— begin Text passage —
August 29, 2010

18th Anniversary of Baptism

It was eighteen years ago today that I exited the Freeman dormitory by the back basement stairs and walked through the still-empty campus of Connecticut College to the edge of North Lot on my way to Williams St. and the little church of Our Lady of Perpetual Help in Quaker Hill. There I was baptized, and an odd and meandering ongoing journey--long hidden in God and only obscurely revealed to me--suddenly became my public life.



What did I think I was doing that day? Perhaps I imagined that I was putting to rest a question that I had long wondered about, i.e. what religion was I? I hardly realized that this was to frame the question all wrong; in fact I was trying to begin to surrender to a call that had always been there in some form. Have I progressed in that surrender after eighteen years? Most of the time I don't feel as if I have. In some ways I feel as though I have regressed! But none of that is the point. Who cares about me? This is a story about God, not Charles. Besides, Jesus came not to call the righteous, but sinners.

Perhaps I thought I was following the first tastes of the newly discovered horizon revealed in prayer. True enough, but I had not spent enough time in prayer to realize that these experiences called me so strongly because they hearkened back and resonated with certain confusing but attractive and intriguing interior experiences I routinely had as a small child. God had been there, a Mystery subtle and obscure on the one hand, but overwhelming and undeniable on the other.
— end Text passage —
— begin Data for this task —
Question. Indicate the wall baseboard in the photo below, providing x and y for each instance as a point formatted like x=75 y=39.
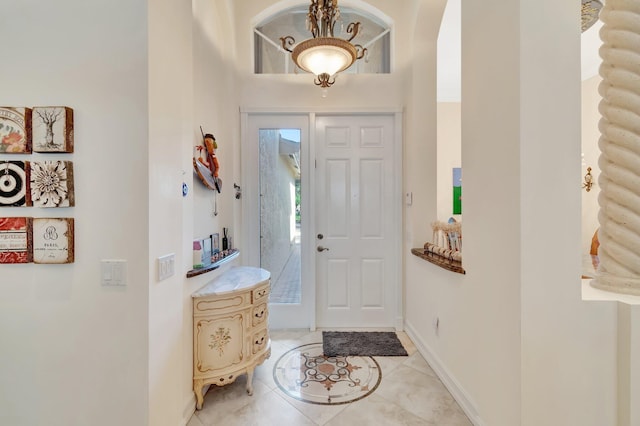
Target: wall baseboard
x=453 y=386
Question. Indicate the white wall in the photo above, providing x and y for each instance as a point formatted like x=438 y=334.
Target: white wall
x=171 y=134
x=215 y=108
x=538 y=354
x=74 y=352
x=591 y=153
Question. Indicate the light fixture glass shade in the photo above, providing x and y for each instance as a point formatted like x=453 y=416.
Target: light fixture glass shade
x=324 y=55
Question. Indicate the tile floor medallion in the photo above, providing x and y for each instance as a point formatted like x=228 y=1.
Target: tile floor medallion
x=306 y=374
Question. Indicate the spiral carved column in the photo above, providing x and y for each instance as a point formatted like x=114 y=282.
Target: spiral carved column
x=619 y=144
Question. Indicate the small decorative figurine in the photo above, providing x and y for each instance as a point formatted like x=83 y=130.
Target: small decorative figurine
x=206 y=165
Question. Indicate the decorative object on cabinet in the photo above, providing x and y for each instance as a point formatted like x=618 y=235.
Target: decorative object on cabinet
x=53 y=240
x=215 y=246
x=217 y=260
x=589 y=13
x=225 y=239
x=230 y=334
x=51 y=183
x=324 y=55
x=52 y=129
x=15 y=130
x=14 y=184
x=16 y=240
x=457 y=190
x=448 y=235
x=588 y=180
x=446 y=249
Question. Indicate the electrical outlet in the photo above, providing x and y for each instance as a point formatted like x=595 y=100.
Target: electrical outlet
x=408 y=198
x=166 y=266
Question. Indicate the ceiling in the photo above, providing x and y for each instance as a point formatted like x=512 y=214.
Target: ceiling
x=449 y=53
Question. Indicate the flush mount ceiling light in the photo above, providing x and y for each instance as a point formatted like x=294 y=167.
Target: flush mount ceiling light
x=324 y=55
x=590 y=13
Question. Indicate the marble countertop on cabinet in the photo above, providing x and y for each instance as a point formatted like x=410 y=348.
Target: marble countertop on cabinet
x=234 y=279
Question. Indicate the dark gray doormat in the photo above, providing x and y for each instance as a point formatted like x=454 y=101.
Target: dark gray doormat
x=362 y=343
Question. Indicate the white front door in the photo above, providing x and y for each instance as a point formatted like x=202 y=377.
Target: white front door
x=357 y=221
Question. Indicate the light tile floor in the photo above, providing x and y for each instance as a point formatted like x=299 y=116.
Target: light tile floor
x=410 y=393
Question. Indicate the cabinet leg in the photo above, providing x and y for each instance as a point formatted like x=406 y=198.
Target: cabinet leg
x=250 y=381
x=197 y=389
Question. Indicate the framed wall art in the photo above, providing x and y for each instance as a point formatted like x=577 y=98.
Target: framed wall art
x=53 y=240
x=15 y=130
x=16 y=240
x=52 y=129
x=14 y=184
x=51 y=183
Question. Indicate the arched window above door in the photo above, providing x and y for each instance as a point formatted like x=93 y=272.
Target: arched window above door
x=270 y=58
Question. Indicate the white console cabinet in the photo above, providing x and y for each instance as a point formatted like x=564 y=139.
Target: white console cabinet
x=230 y=334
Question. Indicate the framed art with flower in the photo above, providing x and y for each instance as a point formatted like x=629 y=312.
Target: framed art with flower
x=51 y=183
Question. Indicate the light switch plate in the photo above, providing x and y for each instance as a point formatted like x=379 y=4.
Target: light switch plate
x=166 y=266
x=113 y=272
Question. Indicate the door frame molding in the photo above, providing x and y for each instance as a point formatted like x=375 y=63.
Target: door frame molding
x=250 y=254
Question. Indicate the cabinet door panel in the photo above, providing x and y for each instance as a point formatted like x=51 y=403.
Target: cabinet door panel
x=219 y=342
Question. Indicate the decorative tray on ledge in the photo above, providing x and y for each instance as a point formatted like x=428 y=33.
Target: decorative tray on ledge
x=446 y=260
x=231 y=254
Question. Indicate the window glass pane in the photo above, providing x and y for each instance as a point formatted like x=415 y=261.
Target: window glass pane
x=271 y=59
— end Data for this task —
Task instructions:
(a) Write out the baptism anniversary passage, starting with "18th Anniversary of" and going on through "my public life.".
(b) In the listing, rewrite the lines starting with the line with "Question. Indicate the ceiling" and going on through the line with "x=234 y=279", swapping "countertop" for "worktop" and changing nothing else. Give only those lines.
The baptism anniversary passage and the listing are unrelated pieces of material.

Written responses:
(a)
18th Anniversary of Baptism

It was eighteen years ago today that I exited the Freeman dormitory by the back basement stairs and walked through the still-empty campus of Connecticut College to the edge of North Lot on my way to Williams St. and the little church of Our Lady of Perpetual Help in Quaker Hill. There I was baptized, and an odd and meandering ongoing journey--long hidden in God and only obscurely revealed to me--suddenly became my public life.

(b)
Question. Indicate the ceiling in the photo above, providing x and y for each instance as a point formatted like x=512 y=214.
Target: ceiling
x=449 y=53
Question. Indicate the flush mount ceiling light in the photo above, providing x and y for each instance as a point formatted like x=294 y=167.
Target: flush mount ceiling light
x=324 y=55
x=590 y=13
Question. Indicate the marble worktop on cabinet in the photo above, providing x and y for each instance as a point formatted like x=410 y=348.
Target: marble worktop on cabinet
x=234 y=279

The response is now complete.